Aim of the task:
Exclude the images and transcribe the entries below precisely.

Excerpts from a dataset:
=== Section Start ===
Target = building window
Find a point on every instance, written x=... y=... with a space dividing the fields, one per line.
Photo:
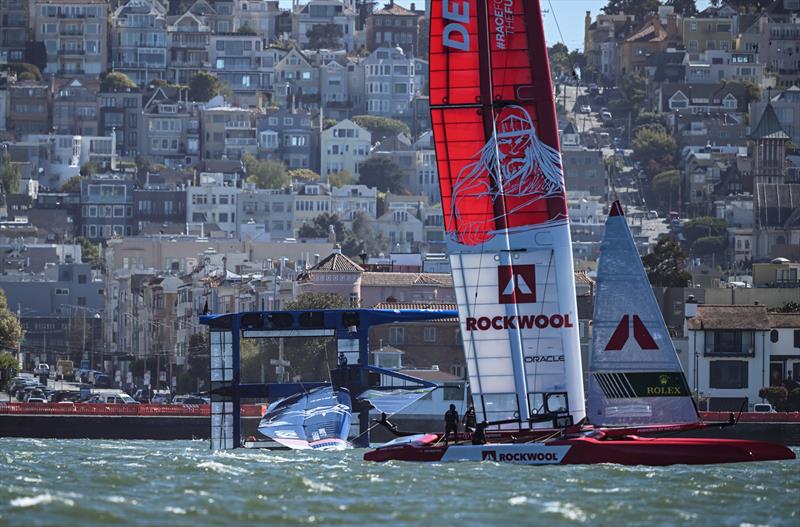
x=397 y=336
x=728 y=374
x=730 y=342
x=452 y=392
=== Section End ===
Answer box:
Target = building window
Find a point on every instance, written x=... y=... with a space dividing the fields, one per line.
Photo:
x=397 y=336
x=728 y=374
x=730 y=342
x=452 y=392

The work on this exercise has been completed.